**PROVIDED DATA:**
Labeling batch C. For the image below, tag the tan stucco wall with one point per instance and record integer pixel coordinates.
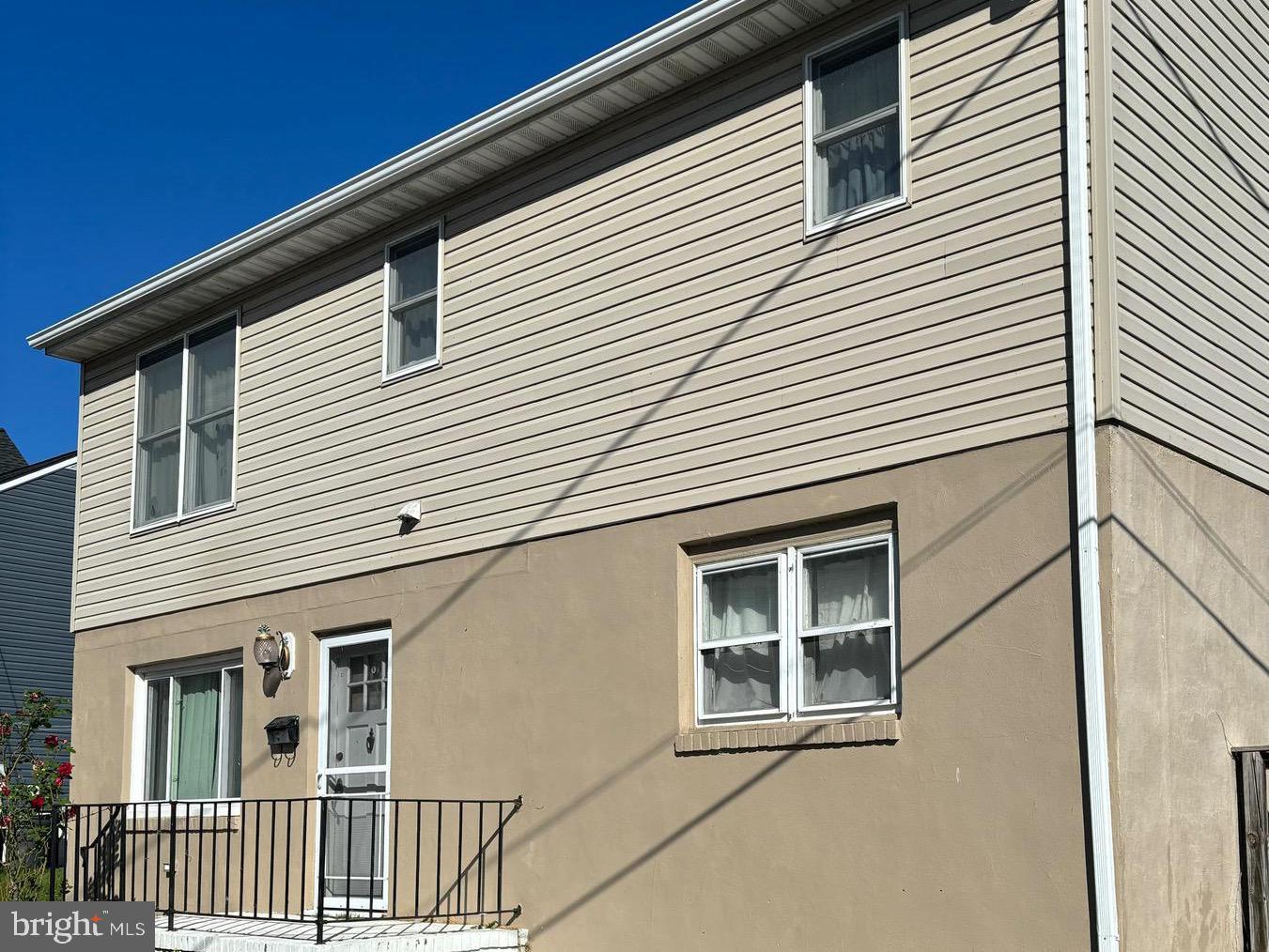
(551, 669)
(1186, 651)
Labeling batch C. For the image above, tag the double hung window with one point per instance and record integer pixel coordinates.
(854, 126)
(797, 633)
(411, 303)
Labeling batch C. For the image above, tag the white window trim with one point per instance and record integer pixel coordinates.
(181, 514)
(812, 228)
(789, 560)
(140, 709)
(423, 365)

**DESCRIPTION OF THE TASK:**
Rewrite all the lines of the material above, requests included, and shift each pixel coordinate in the answers by adding 94 to both the x and y values. Leave the pictures out of your answer.

**FINAL RESULT:**
Labeling batch C. For the image below, tag the tan stucco wall with one point per instance and record integer pixel coordinates.
(645, 763)
(1280, 745)
Labeling batch C. For the image above, tag the double hung window with one point per instance and record integer pixel coordinates.
(948, 220)
(891, 727)
(505, 397)
Labeling batch C. For the image above, tag the white window trim with one point per instance and record integer pixel coordinates.
(275, 608)
(906, 322)
(883, 654)
(234, 803)
(517, 459)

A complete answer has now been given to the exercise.